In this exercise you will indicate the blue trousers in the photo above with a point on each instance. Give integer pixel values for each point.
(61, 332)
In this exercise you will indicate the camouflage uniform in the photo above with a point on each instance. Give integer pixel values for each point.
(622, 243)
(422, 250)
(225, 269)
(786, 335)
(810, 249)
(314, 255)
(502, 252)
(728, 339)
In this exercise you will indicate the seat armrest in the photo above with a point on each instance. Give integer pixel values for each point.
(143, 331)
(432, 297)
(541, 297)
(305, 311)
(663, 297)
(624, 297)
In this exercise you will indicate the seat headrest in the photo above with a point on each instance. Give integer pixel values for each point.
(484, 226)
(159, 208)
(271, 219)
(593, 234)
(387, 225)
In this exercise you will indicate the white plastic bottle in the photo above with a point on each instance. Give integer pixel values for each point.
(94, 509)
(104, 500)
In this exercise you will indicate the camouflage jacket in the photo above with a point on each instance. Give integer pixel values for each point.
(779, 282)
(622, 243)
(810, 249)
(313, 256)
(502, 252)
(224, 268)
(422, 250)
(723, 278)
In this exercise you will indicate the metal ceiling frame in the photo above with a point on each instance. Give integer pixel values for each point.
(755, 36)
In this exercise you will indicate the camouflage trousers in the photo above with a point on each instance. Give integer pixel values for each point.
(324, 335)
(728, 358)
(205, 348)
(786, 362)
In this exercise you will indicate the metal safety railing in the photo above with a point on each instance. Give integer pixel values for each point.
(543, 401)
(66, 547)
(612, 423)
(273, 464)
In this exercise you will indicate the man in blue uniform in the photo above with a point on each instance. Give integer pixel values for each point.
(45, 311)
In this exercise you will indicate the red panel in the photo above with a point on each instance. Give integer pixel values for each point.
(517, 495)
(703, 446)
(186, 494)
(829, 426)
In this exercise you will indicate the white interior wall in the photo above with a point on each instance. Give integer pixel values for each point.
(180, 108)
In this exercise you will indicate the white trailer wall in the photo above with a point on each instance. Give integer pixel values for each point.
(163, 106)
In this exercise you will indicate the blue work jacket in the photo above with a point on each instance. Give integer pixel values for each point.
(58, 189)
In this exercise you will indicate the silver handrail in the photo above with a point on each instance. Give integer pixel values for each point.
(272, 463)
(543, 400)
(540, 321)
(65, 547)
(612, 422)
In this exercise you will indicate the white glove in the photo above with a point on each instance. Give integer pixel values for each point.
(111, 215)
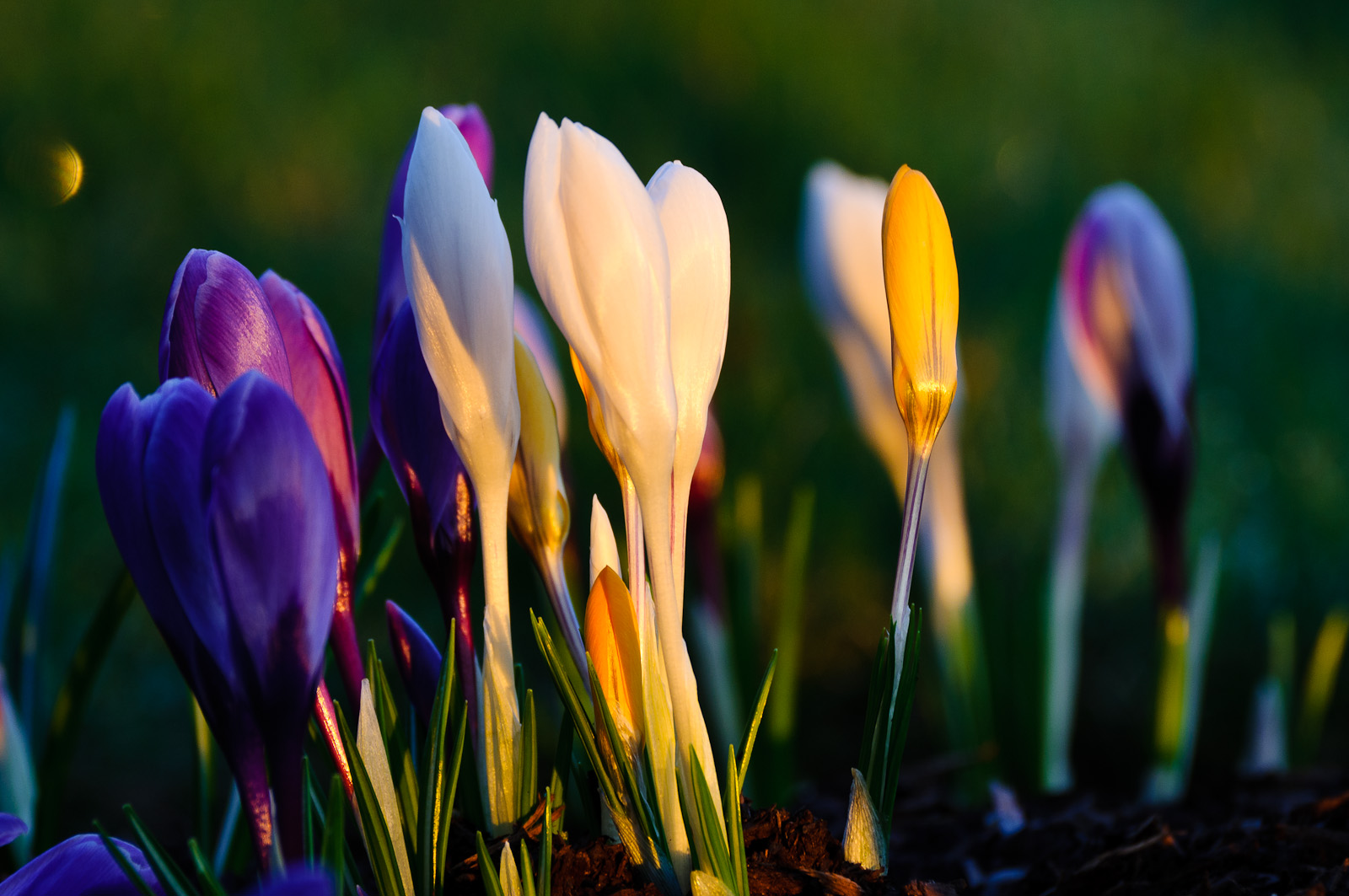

################

OBJECTIVE
Update the rows, starting with the line that contains "In this exercise you will indicate the metal safety" and going on through the end of the rows, by replacing "indicate" with "mark" and leaving everything else unchanged. Give only those lines, and omit the pictures.

TASK RESPONSE
In this exercise you will mark the metal safety railing in the photo above with a point on each instance. Give integer pixel values for each point.
(543, 401)
(66, 547)
(612, 423)
(273, 464)
In this exercise you will mark the man in blue uniform in the photo above with a point on each instance. Give integer pixel values for each point.
(45, 311)
In this exercise you will mark the red panel in the photo above with a point on each instance. Give integer pixel values for each point.
(517, 495)
(703, 446)
(186, 494)
(829, 426)
In this exercise you will mark the white interior wall in the photo above with a point on each instance. Give integer pixel values for each point.
(180, 108)
In this exercise you will mark the white trailer wall in the photo above with a point on each instance. Give integer pixel values for each point.
(163, 106)
In this exercise you will mark the blue work jacket in the photo above with a point on each instance. Give integer pixel values for each point.
(58, 189)
In this exercise you will mark the silver handrail in the photo above with a point on each instance. Give integer pixel values for each point.
(272, 463)
(543, 400)
(540, 321)
(65, 547)
(612, 422)
In this exercise you will mark the white glove in the photo above with a point on each instance. Give integer pixel values for each point.
(111, 215)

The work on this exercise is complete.